* BEGIN Information shown *
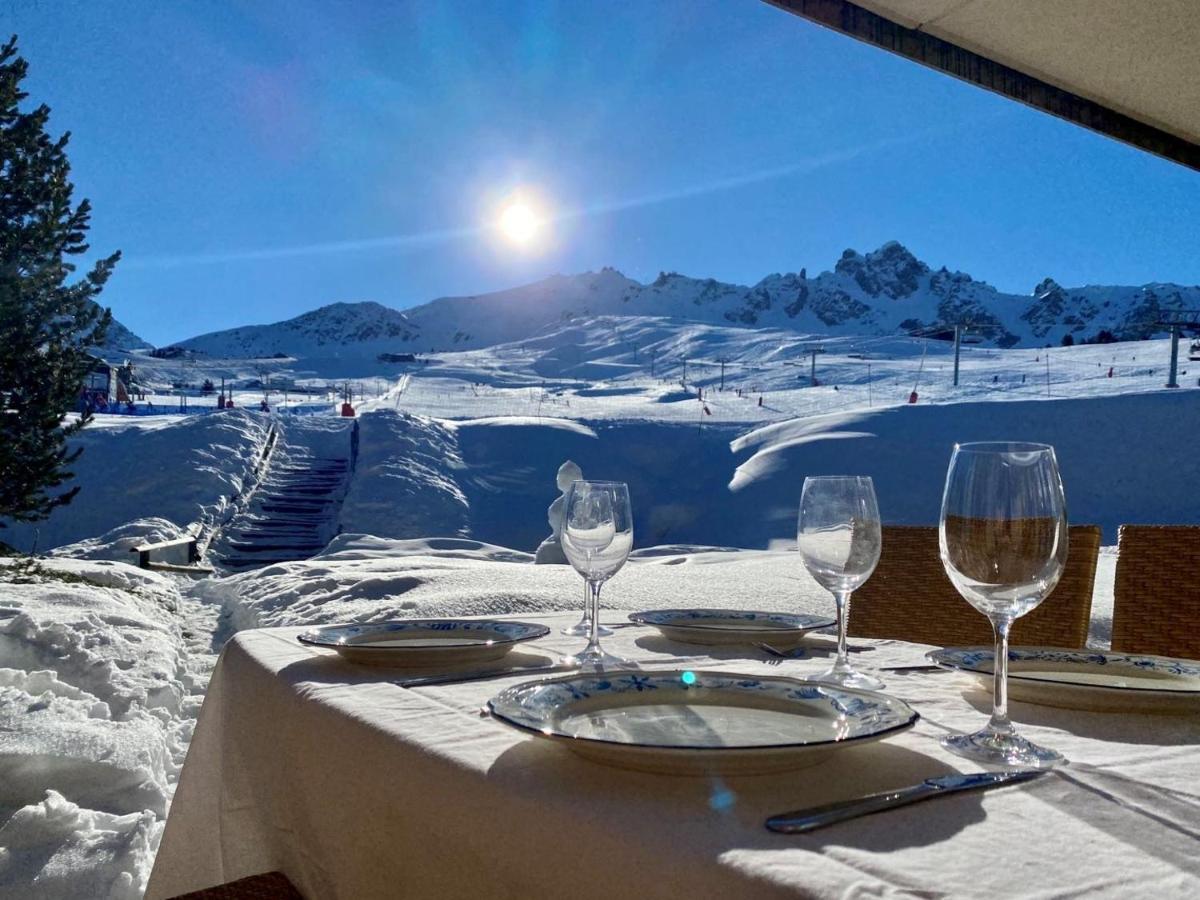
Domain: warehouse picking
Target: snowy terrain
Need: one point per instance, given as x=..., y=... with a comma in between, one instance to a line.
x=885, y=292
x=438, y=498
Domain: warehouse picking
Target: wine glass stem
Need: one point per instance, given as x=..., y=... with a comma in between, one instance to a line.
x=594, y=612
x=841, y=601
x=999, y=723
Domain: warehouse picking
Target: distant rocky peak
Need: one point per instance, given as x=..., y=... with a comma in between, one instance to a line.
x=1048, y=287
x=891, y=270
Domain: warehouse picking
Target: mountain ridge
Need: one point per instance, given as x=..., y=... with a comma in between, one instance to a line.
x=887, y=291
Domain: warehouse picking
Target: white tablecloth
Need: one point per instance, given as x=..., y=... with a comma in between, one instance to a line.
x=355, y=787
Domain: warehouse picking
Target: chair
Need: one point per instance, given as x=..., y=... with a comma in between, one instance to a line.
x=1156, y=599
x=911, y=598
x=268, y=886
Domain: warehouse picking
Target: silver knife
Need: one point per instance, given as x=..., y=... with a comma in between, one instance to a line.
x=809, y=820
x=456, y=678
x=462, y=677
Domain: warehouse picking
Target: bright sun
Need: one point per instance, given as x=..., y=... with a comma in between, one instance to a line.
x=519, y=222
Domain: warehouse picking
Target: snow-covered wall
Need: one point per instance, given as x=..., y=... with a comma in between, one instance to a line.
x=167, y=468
* END Information shown *
* BEGIN Information shown *
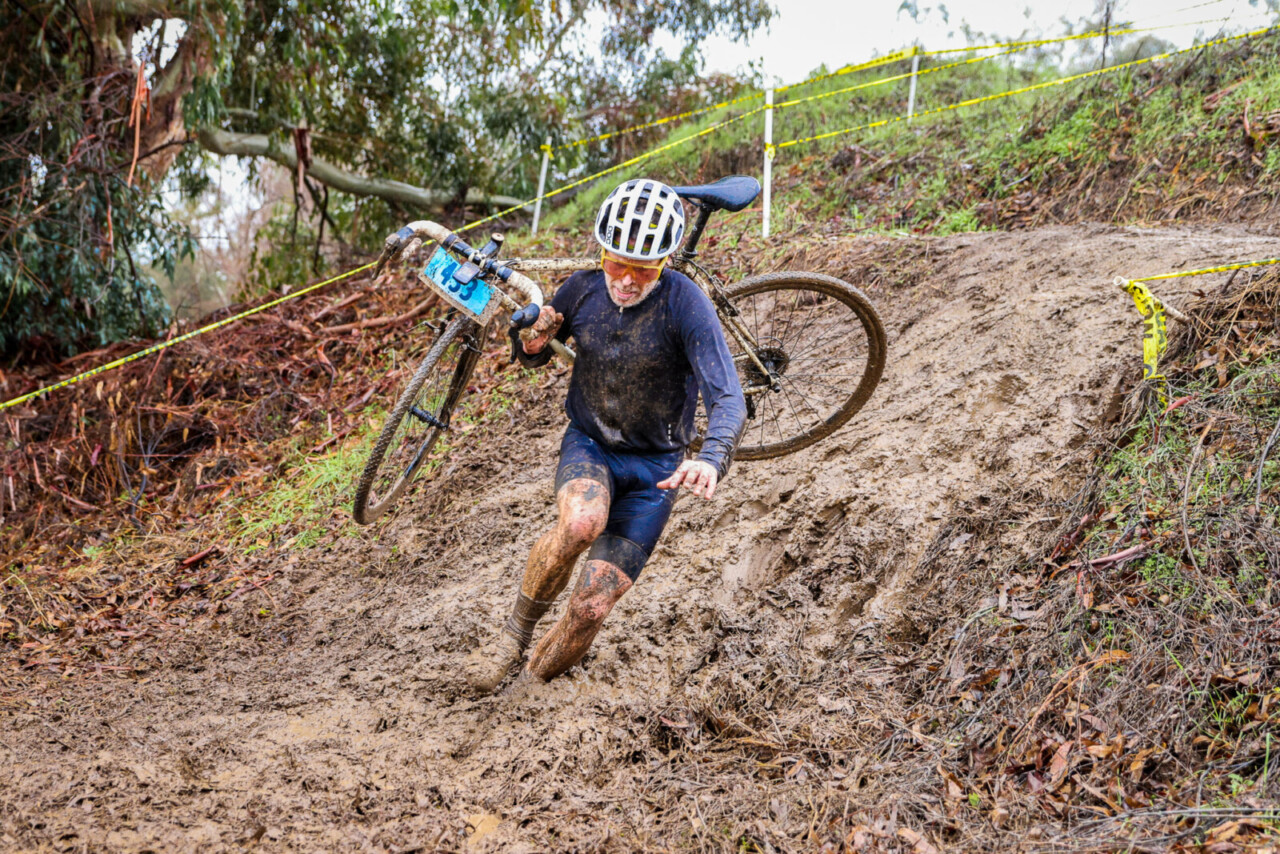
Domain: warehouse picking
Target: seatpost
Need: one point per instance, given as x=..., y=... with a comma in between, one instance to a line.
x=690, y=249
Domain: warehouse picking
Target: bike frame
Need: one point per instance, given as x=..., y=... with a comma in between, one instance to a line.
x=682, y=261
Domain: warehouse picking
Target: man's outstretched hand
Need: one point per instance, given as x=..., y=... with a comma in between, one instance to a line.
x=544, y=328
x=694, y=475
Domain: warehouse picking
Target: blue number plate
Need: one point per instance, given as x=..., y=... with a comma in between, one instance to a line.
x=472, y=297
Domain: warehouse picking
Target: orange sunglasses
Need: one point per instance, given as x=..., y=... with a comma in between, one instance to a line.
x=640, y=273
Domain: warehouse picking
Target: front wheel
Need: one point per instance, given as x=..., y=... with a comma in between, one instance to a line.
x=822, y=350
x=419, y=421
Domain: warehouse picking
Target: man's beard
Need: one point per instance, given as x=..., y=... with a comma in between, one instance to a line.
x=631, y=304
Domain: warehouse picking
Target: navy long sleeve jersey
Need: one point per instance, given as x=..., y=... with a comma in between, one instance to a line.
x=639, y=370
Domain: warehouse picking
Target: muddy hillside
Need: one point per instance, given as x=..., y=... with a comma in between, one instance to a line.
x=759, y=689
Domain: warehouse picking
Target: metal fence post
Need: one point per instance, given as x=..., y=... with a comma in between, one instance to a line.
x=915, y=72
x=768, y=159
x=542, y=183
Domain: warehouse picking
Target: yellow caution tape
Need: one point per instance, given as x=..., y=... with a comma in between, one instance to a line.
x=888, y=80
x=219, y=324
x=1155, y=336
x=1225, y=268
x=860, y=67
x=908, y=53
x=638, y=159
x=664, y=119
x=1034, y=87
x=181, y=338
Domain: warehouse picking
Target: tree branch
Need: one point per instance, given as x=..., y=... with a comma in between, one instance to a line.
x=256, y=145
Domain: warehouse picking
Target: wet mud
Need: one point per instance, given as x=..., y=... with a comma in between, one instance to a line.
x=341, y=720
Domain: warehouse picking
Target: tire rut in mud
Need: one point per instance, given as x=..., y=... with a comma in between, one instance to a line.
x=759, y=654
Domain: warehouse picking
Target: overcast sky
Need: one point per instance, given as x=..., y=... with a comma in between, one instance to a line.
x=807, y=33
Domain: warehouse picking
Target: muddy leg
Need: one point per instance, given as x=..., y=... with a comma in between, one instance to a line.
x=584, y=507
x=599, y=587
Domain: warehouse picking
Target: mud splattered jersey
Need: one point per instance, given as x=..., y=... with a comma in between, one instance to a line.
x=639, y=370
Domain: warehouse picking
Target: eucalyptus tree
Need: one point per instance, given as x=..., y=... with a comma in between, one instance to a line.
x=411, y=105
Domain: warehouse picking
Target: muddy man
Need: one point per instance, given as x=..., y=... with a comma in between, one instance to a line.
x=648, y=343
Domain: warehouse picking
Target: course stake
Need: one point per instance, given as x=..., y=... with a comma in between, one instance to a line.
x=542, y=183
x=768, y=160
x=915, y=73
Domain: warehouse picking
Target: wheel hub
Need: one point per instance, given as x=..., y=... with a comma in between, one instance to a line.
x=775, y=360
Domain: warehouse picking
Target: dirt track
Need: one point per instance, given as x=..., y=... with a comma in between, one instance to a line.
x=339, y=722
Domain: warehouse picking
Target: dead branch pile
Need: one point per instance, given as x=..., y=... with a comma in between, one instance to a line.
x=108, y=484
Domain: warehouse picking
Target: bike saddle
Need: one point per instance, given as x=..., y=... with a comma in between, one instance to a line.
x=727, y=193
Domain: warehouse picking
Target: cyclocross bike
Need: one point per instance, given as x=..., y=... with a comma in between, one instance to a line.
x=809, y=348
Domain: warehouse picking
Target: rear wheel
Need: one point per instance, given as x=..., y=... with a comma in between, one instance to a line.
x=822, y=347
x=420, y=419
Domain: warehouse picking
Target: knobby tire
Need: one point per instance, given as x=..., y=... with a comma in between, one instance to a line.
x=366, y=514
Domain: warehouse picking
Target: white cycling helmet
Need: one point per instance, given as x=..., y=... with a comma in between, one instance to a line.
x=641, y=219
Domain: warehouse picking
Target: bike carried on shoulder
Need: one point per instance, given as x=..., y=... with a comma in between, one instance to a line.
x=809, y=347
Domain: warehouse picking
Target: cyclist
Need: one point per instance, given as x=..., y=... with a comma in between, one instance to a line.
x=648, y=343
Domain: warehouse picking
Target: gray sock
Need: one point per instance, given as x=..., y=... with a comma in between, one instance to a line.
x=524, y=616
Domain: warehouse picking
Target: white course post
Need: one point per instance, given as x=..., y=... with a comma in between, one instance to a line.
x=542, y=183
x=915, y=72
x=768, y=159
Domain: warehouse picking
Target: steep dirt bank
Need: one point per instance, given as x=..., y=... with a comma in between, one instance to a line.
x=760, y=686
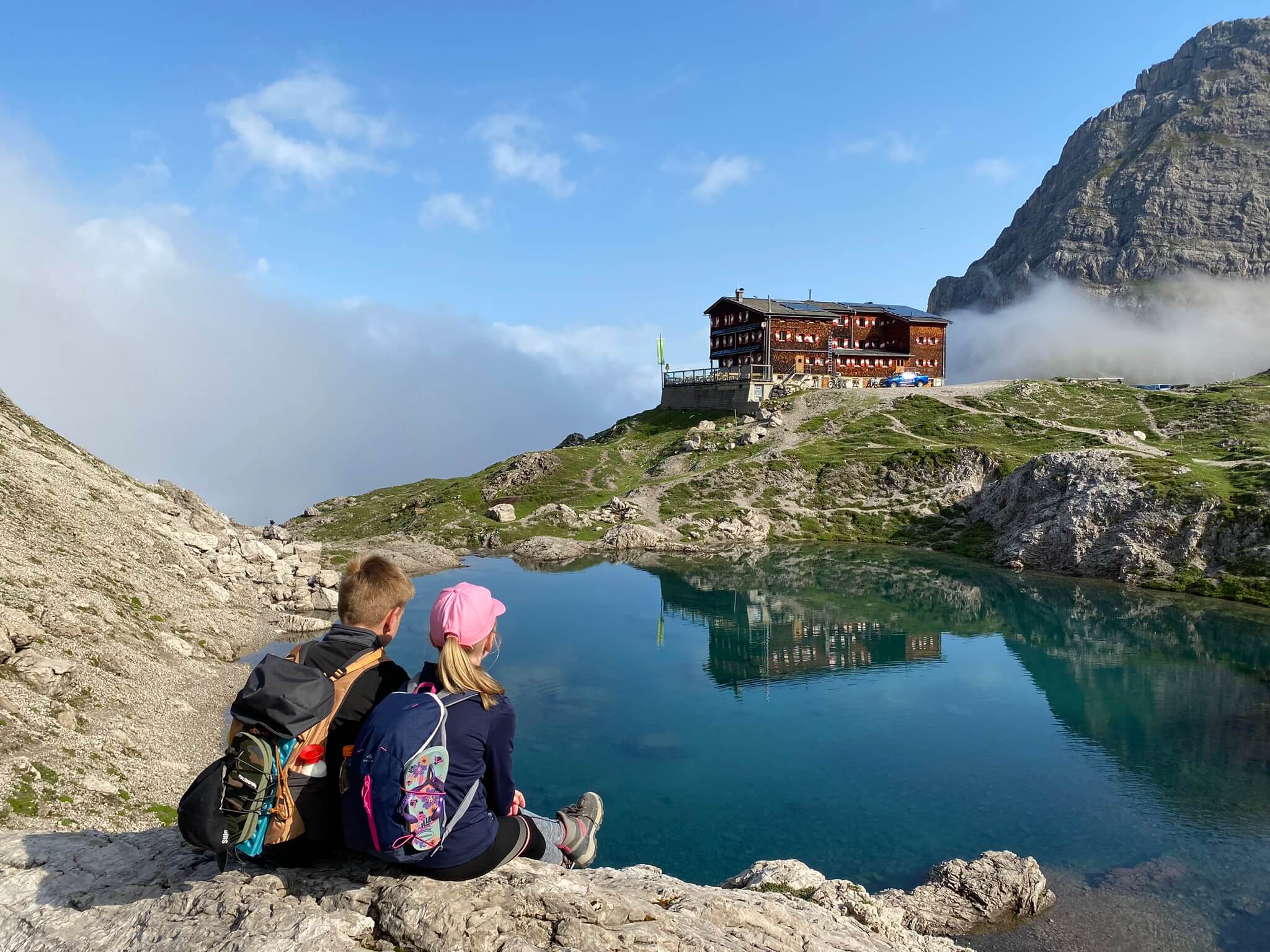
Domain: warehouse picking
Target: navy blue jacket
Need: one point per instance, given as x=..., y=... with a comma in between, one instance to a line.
* END Information shown *
* BEGIN Information shown *
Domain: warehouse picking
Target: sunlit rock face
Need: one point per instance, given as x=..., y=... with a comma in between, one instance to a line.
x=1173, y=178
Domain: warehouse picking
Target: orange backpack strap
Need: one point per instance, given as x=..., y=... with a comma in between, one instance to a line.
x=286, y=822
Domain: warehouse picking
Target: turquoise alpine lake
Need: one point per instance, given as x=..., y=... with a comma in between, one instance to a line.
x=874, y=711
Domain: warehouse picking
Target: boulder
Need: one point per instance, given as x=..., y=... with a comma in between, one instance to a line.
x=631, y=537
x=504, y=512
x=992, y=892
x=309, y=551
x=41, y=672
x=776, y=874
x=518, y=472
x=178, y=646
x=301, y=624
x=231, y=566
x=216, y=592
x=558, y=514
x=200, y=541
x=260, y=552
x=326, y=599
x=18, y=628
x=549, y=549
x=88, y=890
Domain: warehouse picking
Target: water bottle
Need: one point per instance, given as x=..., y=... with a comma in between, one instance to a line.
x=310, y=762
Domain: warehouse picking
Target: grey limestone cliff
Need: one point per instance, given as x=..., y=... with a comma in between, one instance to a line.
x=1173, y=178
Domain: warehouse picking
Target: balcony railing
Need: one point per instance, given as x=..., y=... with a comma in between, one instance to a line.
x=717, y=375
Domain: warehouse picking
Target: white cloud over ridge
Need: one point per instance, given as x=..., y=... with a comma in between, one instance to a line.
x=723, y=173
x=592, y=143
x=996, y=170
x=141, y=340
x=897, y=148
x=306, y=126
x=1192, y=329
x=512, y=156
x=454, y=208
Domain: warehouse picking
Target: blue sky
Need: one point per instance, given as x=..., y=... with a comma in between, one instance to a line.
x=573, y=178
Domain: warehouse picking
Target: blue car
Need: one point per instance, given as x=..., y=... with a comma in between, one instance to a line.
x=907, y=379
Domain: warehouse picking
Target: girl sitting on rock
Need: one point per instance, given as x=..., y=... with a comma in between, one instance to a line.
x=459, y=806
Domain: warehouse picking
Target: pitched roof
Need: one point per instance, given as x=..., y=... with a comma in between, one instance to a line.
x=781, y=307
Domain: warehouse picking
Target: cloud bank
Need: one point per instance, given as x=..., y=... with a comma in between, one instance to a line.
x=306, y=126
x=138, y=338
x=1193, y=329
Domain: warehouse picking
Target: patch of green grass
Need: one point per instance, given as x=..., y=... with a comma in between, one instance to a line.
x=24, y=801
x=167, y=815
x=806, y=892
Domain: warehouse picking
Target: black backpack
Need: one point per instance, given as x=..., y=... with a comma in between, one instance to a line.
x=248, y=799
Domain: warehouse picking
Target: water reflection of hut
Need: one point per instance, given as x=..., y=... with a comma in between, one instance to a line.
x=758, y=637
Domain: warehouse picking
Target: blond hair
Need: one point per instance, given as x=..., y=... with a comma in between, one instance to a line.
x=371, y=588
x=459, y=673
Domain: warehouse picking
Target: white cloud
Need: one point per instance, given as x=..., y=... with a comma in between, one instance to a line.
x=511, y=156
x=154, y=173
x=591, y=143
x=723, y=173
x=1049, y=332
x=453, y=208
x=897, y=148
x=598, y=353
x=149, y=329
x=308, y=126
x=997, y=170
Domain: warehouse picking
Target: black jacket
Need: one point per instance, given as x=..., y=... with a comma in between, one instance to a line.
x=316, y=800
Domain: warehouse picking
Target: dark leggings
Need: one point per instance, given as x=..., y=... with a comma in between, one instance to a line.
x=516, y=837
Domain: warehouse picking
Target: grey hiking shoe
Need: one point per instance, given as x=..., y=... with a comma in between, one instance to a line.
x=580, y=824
* END Information shown *
> What is asked
Pick out each line of the listing above that contains the word "grey", and copy those lines.

> Exercise result
Target: grey limestone cliff
Target: grey hiking shoe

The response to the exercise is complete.